If you don’t know your catechism… don’t know your Homer… your Dante… well….

Today is one of those days when there are several good reads on the interwebs.  I can recommend two more from Crisis both from today.

First, there is an important piece from Aaron Seng, “The Catechism Crisis”.  He is the head of the initiative Tradivox, which is collecting and reprinting old catechisms.

In a nutshell, he says that if the Catechism of the Catholic Church is perpetually to be amended, then it is hardly a sure reference.  It is even less sure if the things being added produce confusion rather than clarity through unprecedented innovation, as in the case of the change about the death penalty.  What will happen is a Protestant-like requirement to be up to date with the latest evolution (devolution?) of teaching, whereas in the past Catechisms over the centuries presented the Faith in a consistent way.   As Seng ironically quips: “Oh, you have the 1997 edition of the Catechism? Sorry, we don’t believe that anymore. Check the new edition.”

It is said that more changes to the CCC may be coming.  Imagine what they might be.

The perennial harmony of teaching on faith and morals seems to be teetering on a knife’s edge.

If you don’t know your catechism, friends, then you don’t know yourself.  And our modern catechisms are being compromised by certain additions which suggest that faith and morals are moving targets.

And yet we still have to know our catechism.  If we don’t, …. well….

### To be done
1 – List the things the title of the catechism post says you might not know.
2 – According to the catechism post, what is the Tradivox initiative doing?
The records that follow come from a different source than the catechism post.

### Material shown
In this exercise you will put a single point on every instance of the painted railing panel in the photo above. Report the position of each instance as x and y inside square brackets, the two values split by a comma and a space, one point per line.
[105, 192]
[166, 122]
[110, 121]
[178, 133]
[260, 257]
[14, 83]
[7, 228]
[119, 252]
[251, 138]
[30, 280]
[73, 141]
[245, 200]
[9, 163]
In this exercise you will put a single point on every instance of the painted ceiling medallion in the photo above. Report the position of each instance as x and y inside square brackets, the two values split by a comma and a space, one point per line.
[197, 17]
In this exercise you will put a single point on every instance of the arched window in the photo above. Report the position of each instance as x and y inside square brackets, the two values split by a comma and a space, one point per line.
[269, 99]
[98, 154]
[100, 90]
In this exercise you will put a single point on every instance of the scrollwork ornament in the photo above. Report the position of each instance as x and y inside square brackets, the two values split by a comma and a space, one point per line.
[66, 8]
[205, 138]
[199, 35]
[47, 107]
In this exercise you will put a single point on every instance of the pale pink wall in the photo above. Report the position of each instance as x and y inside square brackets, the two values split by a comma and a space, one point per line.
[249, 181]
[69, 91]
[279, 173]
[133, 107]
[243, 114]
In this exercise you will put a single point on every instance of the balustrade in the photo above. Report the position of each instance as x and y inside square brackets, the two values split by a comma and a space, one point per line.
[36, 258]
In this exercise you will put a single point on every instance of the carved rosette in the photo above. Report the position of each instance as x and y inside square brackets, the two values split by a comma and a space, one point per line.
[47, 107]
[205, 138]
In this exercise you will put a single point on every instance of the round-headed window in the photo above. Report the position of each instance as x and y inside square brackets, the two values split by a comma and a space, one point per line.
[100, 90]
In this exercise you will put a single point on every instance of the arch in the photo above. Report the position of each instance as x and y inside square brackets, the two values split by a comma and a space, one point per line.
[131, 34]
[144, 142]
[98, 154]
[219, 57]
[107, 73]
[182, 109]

### Solution list
1 – your catechism, your Homer, your Dante

2 – It is collecting and reprinting old catechisms.